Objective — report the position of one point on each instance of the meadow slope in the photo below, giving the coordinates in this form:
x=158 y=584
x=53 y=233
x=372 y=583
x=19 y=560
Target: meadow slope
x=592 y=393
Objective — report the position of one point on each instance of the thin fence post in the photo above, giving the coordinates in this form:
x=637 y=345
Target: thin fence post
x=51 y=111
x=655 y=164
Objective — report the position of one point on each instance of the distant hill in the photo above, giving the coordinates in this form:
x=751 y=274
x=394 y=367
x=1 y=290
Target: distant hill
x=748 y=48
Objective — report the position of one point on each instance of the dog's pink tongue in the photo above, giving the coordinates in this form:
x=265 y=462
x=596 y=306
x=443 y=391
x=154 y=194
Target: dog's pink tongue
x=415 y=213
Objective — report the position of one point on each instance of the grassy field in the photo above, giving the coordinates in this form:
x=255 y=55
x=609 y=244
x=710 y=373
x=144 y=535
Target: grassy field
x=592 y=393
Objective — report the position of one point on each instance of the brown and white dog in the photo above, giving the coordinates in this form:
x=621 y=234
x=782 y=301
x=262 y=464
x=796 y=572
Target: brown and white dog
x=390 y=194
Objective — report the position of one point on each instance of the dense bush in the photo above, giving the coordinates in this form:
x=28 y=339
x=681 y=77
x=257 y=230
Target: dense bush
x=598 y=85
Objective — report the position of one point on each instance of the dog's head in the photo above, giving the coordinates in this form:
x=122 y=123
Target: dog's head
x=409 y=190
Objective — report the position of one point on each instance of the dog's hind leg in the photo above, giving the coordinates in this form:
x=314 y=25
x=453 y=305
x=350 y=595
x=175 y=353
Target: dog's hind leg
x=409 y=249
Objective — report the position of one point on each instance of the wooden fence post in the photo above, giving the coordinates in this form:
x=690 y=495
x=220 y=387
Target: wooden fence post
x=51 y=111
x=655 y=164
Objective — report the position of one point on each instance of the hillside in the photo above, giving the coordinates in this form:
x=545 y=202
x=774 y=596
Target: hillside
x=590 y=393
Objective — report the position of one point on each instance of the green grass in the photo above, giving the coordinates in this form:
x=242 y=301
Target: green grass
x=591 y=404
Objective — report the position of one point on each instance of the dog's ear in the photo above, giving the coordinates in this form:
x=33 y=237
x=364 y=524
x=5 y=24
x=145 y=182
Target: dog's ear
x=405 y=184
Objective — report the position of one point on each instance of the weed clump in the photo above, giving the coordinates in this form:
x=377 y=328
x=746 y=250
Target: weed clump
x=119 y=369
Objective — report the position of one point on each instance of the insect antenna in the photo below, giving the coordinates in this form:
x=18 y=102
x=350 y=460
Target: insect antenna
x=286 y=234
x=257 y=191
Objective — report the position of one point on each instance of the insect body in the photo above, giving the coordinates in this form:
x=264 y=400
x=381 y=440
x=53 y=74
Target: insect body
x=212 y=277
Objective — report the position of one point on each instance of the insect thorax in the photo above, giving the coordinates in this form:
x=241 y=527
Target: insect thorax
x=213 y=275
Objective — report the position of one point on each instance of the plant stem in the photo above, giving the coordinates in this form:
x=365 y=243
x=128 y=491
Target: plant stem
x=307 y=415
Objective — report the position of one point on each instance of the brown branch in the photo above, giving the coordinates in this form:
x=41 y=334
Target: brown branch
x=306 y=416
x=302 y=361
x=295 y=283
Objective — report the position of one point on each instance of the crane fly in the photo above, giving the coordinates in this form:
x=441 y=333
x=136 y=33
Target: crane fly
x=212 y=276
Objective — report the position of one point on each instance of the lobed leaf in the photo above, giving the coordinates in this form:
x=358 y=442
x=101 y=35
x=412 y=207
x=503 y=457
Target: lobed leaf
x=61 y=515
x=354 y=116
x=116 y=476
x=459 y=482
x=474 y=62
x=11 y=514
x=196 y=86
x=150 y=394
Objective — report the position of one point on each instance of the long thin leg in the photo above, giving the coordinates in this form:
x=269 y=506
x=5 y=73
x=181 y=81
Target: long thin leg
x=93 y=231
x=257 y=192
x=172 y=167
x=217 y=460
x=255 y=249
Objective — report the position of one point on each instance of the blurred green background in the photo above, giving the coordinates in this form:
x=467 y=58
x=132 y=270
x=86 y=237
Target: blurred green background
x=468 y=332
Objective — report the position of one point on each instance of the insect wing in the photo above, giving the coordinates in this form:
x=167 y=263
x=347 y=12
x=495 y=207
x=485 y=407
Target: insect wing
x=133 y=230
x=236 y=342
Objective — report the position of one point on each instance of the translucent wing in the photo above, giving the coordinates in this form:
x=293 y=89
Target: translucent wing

▶ [WHAT TO WORK ON]: Rewrite the part above in full, from the line containing "of the thin" through the line containing "x=590 y=393". Shift every answer coordinate by adding -75 to it, and leave all other lines unchanged.

▶ [RESULT OF THE EXERCISE]:
Objective — report the position of one point on each instance of the thin fence post in the photo above, giving the coordinates in this form:
x=637 y=345
Target: thin fence post
x=-24 y=36
x=580 y=89
Objective — report the position of one point on each instance of the distant hill in the photo above, giving the coordinates in this form:
x=751 y=274
x=394 y=367
x=1 y=290
Target: distant hill
x=673 y=-27
Objective — report the position of one point on each instance of the dog's pink tongue in the photo above, giving the coordinates in this form:
x=265 y=462
x=596 y=306
x=443 y=391
x=154 y=194
Target: dog's pink tongue
x=340 y=138
Objective — report the position of one point on each instance of the grassy field in the photo above, giving the coordinates in this form:
x=255 y=55
x=609 y=244
x=710 y=373
x=144 y=535
Target: grassy field
x=517 y=318
Objective — report the position of one point on each instance of the brown and white dog in the photo above, giving the coordinates in this form:
x=621 y=234
x=782 y=301
x=262 y=464
x=796 y=572
Target: brown and white dog
x=315 y=119
Objective — report the position of one point on each instance of the dense bush in the photo above, giving the coordinates in this form:
x=28 y=339
x=681 y=77
x=257 y=230
Target: dense bush
x=523 y=10
Objective — report the position of one point on each instance of the dog's head in the photo above, giving the coordinates in this form:
x=122 y=123
Target: dog's head
x=334 y=115
Objective — report the position of one point on each instance of the dog's hind leg in the photo above, giving the coordinates in this form:
x=314 y=25
x=453 y=305
x=350 y=595
x=175 y=353
Target: dog's hind leg
x=334 y=174
Objective — report the position of one point on each instance of the wooden fence post in the photo above, giving the coordinates in this form:
x=690 y=495
x=220 y=387
Target: wooden fence post
x=-24 y=36
x=580 y=89
Objective — report the position of one point on each instance of the hillside in the photo above, giving the coordinates in this form:
x=545 y=202
x=774 y=596
Target: hillside
x=515 y=318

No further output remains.